PROMPT: Only a slice of the listing below is wanted. Retype the lines from the one containing "x=193, y=15" through the one containing "x=25, y=212", exactly, both ends included.

RECORDS SUPPLIED:
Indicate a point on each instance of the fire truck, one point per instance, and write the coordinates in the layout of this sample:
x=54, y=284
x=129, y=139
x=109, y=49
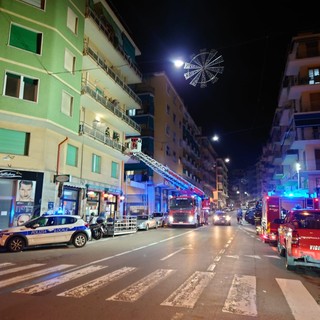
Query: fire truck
x=274, y=209
x=185, y=209
x=185, y=206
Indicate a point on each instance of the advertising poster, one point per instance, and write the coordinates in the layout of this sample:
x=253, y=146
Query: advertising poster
x=24, y=201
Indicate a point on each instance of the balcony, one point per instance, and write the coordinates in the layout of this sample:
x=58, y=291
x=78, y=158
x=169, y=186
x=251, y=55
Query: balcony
x=117, y=86
x=95, y=27
x=88, y=89
x=85, y=129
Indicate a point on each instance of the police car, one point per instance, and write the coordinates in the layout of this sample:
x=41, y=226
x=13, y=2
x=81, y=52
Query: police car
x=45, y=230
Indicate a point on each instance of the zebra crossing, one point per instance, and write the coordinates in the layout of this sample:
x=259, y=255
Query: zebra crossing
x=241, y=298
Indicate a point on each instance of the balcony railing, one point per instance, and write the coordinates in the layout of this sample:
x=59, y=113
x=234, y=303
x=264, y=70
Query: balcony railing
x=101, y=26
x=100, y=136
x=90, y=89
x=100, y=61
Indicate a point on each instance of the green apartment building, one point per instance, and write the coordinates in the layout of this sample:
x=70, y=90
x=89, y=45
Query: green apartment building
x=65, y=71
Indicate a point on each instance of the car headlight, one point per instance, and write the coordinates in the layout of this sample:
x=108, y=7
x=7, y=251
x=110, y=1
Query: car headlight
x=190, y=219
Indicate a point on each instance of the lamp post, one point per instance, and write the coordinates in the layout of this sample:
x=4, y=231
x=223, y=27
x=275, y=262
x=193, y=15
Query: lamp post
x=298, y=168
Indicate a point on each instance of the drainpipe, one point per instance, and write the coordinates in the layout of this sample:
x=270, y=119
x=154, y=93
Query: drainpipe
x=58, y=156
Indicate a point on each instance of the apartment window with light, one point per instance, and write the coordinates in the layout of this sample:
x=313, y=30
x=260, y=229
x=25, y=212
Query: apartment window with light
x=69, y=61
x=314, y=76
x=25, y=39
x=114, y=170
x=21, y=87
x=72, y=21
x=36, y=3
x=96, y=163
x=66, y=104
x=14, y=142
x=72, y=155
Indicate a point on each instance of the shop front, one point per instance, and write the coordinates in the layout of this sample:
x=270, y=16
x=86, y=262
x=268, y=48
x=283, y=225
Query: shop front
x=20, y=196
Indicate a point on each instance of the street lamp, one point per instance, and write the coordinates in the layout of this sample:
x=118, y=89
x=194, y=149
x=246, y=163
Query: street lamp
x=298, y=168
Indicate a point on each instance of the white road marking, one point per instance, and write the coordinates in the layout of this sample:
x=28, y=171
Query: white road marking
x=252, y=256
x=242, y=296
x=139, y=288
x=45, y=285
x=32, y=275
x=6, y=264
x=96, y=284
x=171, y=254
x=301, y=303
x=188, y=293
x=211, y=267
x=17, y=269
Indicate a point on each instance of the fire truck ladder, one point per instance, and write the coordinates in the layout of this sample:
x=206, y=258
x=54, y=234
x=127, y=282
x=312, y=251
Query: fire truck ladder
x=167, y=173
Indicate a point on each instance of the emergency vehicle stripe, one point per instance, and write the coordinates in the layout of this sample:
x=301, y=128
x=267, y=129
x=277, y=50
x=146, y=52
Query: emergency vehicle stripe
x=21, y=268
x=188, y=293
x=302, y=304
x=32, y=275
x=91, y=286
x=242, y=296
x=139, y=288
x=45, y=285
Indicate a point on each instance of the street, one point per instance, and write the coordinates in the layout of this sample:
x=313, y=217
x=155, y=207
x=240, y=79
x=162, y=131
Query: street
x=211, y=272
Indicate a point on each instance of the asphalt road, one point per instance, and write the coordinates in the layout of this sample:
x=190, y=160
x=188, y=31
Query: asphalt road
x=212, y=272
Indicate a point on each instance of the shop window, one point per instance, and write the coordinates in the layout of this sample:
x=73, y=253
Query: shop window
x=14, y=142
x=25, y=39
x=72, y=155
x=21, y=87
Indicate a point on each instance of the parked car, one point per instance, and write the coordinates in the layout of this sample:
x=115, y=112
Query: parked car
x=221, y=217
x=45, y=230
x=146, y=222
x=162, y=218
x=299, y=238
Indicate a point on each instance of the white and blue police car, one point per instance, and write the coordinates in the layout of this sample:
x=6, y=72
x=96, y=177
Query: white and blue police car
x=46, y=230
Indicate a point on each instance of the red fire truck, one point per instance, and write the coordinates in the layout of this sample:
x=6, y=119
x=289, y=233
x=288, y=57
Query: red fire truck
x=185, y=209
x=274, y=209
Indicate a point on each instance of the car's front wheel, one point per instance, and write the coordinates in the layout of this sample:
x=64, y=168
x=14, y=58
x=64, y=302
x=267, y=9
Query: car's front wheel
x=79, y=240
x=16, y=244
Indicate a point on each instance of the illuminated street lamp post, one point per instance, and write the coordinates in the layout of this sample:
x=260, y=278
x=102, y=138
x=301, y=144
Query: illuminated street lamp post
x=298, y=168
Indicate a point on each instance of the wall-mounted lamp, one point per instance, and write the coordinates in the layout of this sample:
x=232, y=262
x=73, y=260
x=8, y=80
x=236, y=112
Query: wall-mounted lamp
x=8, y=157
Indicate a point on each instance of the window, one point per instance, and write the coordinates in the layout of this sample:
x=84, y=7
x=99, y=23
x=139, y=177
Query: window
x=114, y=170
x=96, y=163
x=14, y=142
x=36, y=3
x=69, y=61
x=72, y=21
x=72, y=155
x=314, y=77
x=25, y=39
x=21, y=87
x=67, y=104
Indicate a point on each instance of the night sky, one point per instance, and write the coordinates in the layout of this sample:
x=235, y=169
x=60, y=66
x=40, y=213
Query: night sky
x=253, y=38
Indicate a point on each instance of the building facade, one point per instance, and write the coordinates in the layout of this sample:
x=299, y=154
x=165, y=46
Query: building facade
x=65, y=71
x=290, y=161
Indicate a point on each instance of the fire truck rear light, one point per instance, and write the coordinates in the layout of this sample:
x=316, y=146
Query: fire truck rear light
x=295, y=239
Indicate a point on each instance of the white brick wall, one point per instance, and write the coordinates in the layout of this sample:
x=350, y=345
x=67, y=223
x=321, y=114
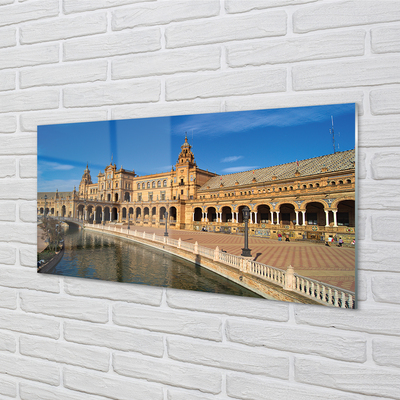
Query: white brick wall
x=86, y=60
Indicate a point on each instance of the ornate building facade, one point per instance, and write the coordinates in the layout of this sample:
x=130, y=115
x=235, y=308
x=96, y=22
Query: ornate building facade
x=307, y=199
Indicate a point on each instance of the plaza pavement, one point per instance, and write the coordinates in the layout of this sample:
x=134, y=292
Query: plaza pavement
x=332, y=265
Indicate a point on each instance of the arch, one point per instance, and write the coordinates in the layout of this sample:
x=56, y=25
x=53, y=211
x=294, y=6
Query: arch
x=346, y=213
x=197, y=214
x=211, y=214
x=106, y=213
x=114, y=214
x=226, y=214
x=172, y=214
x=98, y=215
x=263, y=213
x=315, y=214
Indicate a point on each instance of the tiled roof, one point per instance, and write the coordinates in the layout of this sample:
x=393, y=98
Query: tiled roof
x=51, y=195
x=333, y=162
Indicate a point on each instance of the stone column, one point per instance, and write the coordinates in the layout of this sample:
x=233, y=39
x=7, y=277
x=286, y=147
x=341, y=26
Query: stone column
x=334, y=218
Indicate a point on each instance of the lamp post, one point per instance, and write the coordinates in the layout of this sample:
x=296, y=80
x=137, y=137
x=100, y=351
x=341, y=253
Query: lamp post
x=246, y=252
x=166, y=223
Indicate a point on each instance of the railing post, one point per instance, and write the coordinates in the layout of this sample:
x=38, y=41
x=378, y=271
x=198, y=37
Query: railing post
x=216, y=254
x=289, y=278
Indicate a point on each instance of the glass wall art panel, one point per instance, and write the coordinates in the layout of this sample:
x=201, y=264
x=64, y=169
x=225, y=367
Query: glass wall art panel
x=258, y=203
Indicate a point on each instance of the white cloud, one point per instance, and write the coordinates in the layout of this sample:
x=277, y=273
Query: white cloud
x=231, y=159
x=232, y=170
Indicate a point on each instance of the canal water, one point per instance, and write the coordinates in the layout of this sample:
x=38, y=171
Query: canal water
x=95, y=255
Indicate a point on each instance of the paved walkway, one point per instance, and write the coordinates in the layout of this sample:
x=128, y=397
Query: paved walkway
x=333, y=265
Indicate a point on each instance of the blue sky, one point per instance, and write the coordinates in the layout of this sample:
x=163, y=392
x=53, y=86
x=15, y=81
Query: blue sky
x=222, y=142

SOLVED PROBLEM:
x=193, y=15
Query: lamp post
x=298, y=168
Indicate a point on each instance of the drainpipe, one point per instance, and write the coordinates in the layout of this sample:
x=270, y=119
x=154, y=93
Query: drainpipe
x=58, y=156
Indicate a point on each instance of the apartment window with light, one point per instance, and write the coordinates in the layout of this sample:
x=313, y=30
x=260, y=229
x=25, y=212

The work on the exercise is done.